*OBJECTIVE*.
Pictures stay out of your copy, but everything else in the records below must be repeated exactly.

*DATA ENTRIES*.
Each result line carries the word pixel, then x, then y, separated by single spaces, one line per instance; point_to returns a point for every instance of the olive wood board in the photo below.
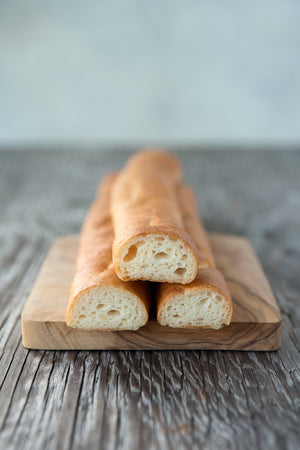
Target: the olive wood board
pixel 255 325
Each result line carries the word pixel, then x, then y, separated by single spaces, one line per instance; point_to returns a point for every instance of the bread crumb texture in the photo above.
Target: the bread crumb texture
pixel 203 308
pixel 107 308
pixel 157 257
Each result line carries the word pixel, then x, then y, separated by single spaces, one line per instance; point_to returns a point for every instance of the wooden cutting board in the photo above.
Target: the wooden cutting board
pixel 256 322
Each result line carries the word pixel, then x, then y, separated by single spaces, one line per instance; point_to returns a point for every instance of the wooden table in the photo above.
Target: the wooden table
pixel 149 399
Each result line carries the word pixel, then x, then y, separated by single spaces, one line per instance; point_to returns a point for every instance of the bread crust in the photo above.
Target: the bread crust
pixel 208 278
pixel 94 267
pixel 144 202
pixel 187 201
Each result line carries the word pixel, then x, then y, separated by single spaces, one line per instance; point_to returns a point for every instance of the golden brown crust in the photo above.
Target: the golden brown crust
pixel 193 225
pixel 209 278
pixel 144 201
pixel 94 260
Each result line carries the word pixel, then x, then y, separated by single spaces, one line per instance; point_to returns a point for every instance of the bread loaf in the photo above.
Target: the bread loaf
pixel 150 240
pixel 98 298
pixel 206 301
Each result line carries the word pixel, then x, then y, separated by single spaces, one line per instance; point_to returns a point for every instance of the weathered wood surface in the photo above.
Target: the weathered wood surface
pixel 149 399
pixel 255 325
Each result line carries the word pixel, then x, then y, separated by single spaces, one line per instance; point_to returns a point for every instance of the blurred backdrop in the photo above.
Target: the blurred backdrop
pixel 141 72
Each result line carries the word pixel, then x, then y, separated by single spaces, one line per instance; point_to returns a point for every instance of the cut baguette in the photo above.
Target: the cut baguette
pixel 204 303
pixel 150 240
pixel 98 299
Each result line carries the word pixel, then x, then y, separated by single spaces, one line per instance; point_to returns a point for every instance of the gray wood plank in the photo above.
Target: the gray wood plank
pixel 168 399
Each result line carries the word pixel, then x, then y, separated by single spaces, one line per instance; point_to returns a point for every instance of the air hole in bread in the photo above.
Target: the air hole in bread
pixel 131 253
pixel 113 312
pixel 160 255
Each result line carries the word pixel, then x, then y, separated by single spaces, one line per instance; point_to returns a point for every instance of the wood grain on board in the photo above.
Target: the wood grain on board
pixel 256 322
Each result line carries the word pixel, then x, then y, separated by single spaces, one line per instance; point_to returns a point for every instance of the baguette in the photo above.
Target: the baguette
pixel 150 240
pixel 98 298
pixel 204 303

*RESULT BELOW*.
Each result line carries the word pixel, then x, then y, separated by single spaces, one line per instance; point_to returns a point for every instance of the olive wood board in the photo below.
Target: the olive wood board
pixel 255 325
Each result line carries the word pixel, then x, then y, separated by single spaces, one line per instance; point_to returns a point for every instance of the bread crumb texture in the photo above.
Target: the bread crumb texture
pixel 203 308
pixel 107 308
pixel 157 257
Each result line carries the word pixel, then x, then y, separated by single spaces, one line per instance; point_to returns a point for every instance of the wooden cutting board in the photo above.
Target: the wooden cutting board
pixel 256 322
Each result line carries the word pixel, then x, then y, separated by single spaces, one line per instance; point_to returns a point for every instance of the wooden table in the photo above.
Target: the wooden table
pixel 149 399
Each result line carries the word pixel, then x, then y, separated by single spaces, one line per instance; point_to returns a point for every instance of the bread crust in the photo above.
Target: the bread crust
pixel 208 278
pixel 94 267
pixel 144 202
pixel 187 201
Each result line carries the word pixel, then x, then y, separated by single spaces, one line per instance; point_to returns a point for every instance of the golden brown crust in the photo above.
Target: the golden brown crust
pixel 193 225
pixel 209 278
pixel 144 201
pixel 94 260
Each result line carries the word pixel, then x, then y, separated by single spaces, one line per instance; point_to returns a point for every instance of the bread loaf in the photo above.
Target: the bread loaf
pixel 150 240
pixel 98 298
pixel 206 301
Each result line carries the word pixel, then x, then y, separated by single spaces, one line per instance; point_to returns a point for every instance of the weathered wood surface in the photo above.
Target: the weathered wood surface
pixel 149 399
pixel 255 325
Each result line carries the word pixel, then x, then y, separated by single spaces, one line per instance; point_to returns a point for every instance of the blurred backdrop in the photo above.
Target: the blurred backdrop
pixel 141 72
Each result line carries the word pixel, then x, then y, separated by single spaces, one line per instance; point_to returns a point for every instance of the cut baguette in the photo above.
Target: the cut baguette
pixel 204 303
pixel 150 240
pixel 98 299
Each result line carries the word pixel, then x, then y, separated by single spaces, one line per instance; point_to returns a point for every instance of the gray wood plank in the photo above.
Target: the gray wood plank
pixel 168 399
Each result line carries the word pixel, then x, then y, separated by single spaces, one line per instance; point_to returns a point for every instance of the air hole in bread in the photo above.
Target: the air hole in bread
pixel 131 253
pixel 113 312
pixel 160 255
Each result line carries the word pixel, then x, then y, separated by single spaces, one line per instance; point_to returns a point for every instance of the wood grain on board in the photo above.
Target: the wood grain on board
pixel 256 322
Each result line carries the word pixel, then x, then y, separated by single spaces, one line per instance; point_to returns a point for every instance of the baguette in the photo above.
Target: the baguette
pixel 150 240
pixel 98 298
pixel 204 303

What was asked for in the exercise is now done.